Problem statement — The data below is to be set down again exactly as written.

Source data —
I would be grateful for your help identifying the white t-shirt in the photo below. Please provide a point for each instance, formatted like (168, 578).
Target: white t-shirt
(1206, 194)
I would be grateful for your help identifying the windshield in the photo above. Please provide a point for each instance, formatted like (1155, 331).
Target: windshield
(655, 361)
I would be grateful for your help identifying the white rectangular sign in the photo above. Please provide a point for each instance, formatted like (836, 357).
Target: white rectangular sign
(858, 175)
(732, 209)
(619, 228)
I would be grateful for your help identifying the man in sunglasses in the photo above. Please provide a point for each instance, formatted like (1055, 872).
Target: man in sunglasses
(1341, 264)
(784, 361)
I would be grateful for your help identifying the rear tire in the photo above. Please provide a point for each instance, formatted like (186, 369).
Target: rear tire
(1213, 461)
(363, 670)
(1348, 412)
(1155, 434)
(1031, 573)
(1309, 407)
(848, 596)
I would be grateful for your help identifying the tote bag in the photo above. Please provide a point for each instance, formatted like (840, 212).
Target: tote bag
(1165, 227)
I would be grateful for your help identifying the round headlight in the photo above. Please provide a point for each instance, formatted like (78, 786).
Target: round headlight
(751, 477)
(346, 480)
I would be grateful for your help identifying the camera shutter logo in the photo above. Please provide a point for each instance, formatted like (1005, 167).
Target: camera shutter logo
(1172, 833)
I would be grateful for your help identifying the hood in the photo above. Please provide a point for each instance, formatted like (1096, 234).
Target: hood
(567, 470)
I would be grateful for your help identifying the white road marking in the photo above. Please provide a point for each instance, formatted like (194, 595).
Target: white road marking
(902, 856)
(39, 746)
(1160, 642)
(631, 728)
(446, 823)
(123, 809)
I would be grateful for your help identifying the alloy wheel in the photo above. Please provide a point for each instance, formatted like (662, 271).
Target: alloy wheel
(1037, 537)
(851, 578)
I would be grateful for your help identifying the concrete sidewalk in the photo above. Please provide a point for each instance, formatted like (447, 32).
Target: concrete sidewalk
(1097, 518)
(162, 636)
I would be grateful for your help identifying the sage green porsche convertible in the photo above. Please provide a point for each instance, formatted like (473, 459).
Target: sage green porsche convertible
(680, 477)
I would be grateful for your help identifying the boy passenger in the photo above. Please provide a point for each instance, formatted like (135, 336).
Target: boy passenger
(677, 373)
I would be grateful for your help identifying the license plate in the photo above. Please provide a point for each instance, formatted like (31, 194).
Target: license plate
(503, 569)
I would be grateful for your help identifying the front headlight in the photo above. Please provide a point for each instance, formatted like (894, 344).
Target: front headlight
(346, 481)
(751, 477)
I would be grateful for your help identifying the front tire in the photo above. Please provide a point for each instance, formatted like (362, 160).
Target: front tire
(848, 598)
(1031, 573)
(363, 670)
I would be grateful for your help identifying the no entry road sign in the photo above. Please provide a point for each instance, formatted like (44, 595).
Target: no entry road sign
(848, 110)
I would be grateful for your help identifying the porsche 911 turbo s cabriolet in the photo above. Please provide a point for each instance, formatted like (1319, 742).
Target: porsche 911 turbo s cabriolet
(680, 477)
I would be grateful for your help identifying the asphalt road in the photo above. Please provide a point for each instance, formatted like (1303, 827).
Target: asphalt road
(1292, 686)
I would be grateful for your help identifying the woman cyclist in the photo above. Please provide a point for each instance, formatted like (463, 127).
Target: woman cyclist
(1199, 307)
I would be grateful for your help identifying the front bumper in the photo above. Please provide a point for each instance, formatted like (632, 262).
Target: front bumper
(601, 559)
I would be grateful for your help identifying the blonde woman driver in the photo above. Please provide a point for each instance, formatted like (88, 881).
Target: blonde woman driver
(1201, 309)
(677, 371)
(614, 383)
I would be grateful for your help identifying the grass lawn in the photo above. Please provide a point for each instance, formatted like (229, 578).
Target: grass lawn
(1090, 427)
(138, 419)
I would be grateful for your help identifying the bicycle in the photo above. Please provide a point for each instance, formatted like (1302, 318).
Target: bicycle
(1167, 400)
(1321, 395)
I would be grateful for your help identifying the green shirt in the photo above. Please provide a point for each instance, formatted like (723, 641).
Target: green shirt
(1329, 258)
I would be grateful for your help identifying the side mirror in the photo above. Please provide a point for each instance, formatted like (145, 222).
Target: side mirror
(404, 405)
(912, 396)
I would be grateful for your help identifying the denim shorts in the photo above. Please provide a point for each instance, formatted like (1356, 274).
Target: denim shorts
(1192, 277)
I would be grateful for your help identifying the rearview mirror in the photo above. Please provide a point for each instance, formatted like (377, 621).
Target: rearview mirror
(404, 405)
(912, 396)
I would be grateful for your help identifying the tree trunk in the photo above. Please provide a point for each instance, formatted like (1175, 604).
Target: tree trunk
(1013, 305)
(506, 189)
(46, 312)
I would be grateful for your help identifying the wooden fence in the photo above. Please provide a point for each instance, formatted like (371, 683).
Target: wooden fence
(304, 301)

Task answer —
I would be grateful for your help identifying the white t-shirt in the photo below. Please provide a point for each instance, formatted like (168, 578).
Target: white t-shirt
(1206, 194)
I would be grateful for your help identifying the windshield in the photo above. Please provide a point for each instance, formatted like (1155, 331).
Target: windshield
(655, 361)
I would be grateful for your help identifying the white rectangular sign in the photo above. Please provide a point for each instance, formatted like (836, 357).
Target: white rectangular sign
(858, 175)
(732, 209)
(619, 228)
I would be grateful for your help identifying the man in sunglasses in the photo above. Please provide a point for each instance, formatted like (1055, 872).
Target: man in sunglasses
(1341, 264)
(784, 361)
I would be grateful for your help identifying the rear tire in the photo above. Please provide a point for each instance, formatted like (186, 369).
Target: rear tire
(1213, 461)
(363, 670)
(1348, 412)
(1155, 434)
(1031, 573)
(1309, 407)
(848, 596)
I would be grateful for your help identifying the tote bag in the photo above. Please provide a point for each instance, formatted like (840, 212).
Target: tote bag
(1165, 227)
I would be grateful for your help identifying the round headlight in the photo above. Please provide a point for each instance, formatted like (78, 786).
Target: round headlight
(751, 477)
(346, 480)
I would be grateful for your help identifying the camera shutter logo in the photo above. Please provide a point for each instance, formatted like (1005, 167).
Target: camera shutter logo
(1172, 833)
I would be grateful for your help identifying the hood in the photo above. Please provide a point for each instance, formatted like (1096, 234).
Target: hood
(567, 470)
I would be grateful for your help identifying the white road marking in the photo above. Please provide a point for each instance, formatted like (194, 595).
Target: white road marking
(902, 856)
(39, 746)
(1160, 642)
(631, 728)
(446, 823)
(123, 809)
I would be grateful for your help identifying the alloy wheel in the photo above. Please provide a point for each instance, formatted like (662, 271).
Target: alloy wheel
(1037, 537)
(851, 578)
I would be grateful for your help identifying the concrete sidewalk in the photo above. Please provide a point for each instance, formatted like (447, 32).
Target: concrete sidewalk
(1097, 518)
(162, 636)
I would be grateful for your help identifying the sage green porsche convertible in the photo above. Please provide a point for each instance, formatted like (473, 459).
Target: sage green porsche convertible
(680, 477)
I would be grateful for your help identifying the boy passenger in the photo above. Please provide a point for each instance, formatted like (135, 336).
Target: boy passenger
(677, 373)
I would be grateful for your help identifying the license plate in the photo above. Please provide a point for each instance, formatted like (31, 194).
Target: license plate
(503, 569)
I would be grateful for your help identifying the front headlight in the photo above. Please provide a point for each instance, formatted like (894, 344).
Target: front headlight
(346, 481)
(751, 477)
I would be grateful for your help identifying the front tire in the photo above. Please provide a point for each instance, formatted like (362, 160).
Target: front tire
(848, 598)
(1031, 573)
(363, 670)
I would be grateful for your help identifying the no entry road sign in the photo above. Please provide a point for each instance, formatted like (44, 595).
Target: no entry road sign
(848, 110)
I would be grateful for your help identifying the porsche 911 turbo s cabriolet in the photo above. Please provide a point for each instance, formatted like (1319, 742).
Target: porsche 911 turbo s cabriolet
(680, 477)
I would be grateful for your help identifying the asphalt road in the photo above. Please provide a point for each instance, formatted like (1303, 827).
Target: asphalt road
(1292, 686)
I would be grateful for your help identifying the woman cyclist in the photo above. Please provide a point for each instance, formatted like (463, 127).
Target: woman cyclist
(1199, 307)
I would be grateful for your help identifying the front bumper in the photo above. Please provide a point for each instance, formatted like (632, 262).
Target: front bumper
(601, 559)
I would be grateful for your help identifying the blonde woman driver in the photo above. Please provide a point for each instance, formatted like (88, 881).
Target: blonde woman driver
(1201, 309)
(677, 371)
(614, 383)
I would be grateful for your help identifying the grass lawn in the photo above. Please provide a point for each instance, formatted like (229, 578).
Target: grass lawn
(1090, 427)
(138, 419)
I would be grateful for your help identifying the bicycle in the photo above. Please provide a point for each instance, formatted like (1302, 318).
Target: bicycle
(1167, 400)
(1321, 395)
I would be grateful for your help identifying the green shirt in the photo above. Please provide a point for each instance, formatted like (723, 641).
Target: green shirt
(1329, 258)
I would be grateful for your help identifying the side mirror in the photo above. Please provide a point for each instance, formatted like (145, 222).
Target: side mirror
(404, 405)
(912, 396)
I would be grateful for your help identifying the denim shorts in the photo above. Please provide a point for each instance, formatted like (1356, 274).
Target: denim shorts
(1192, 277)
I would be grateful for your help identifying the rearview mirror in the photo above. Please provide a point for each instance, formatted like (377, 621).
Target: rearview mirror
(404, 405)
(912, 396)
I would be grateful for your help identifying the tree trunk in the photo above. Please provide a point for each instance, formatted like (1175, 604).
Target: tree trunk
(1013, 305)
(506, 189)
(46, 312)
I would be grateful for your help identifying the wooden fence in the photo above. Please provide a point for each instance, formatted like (371, 683).
Target: wooden fence
(304, 301)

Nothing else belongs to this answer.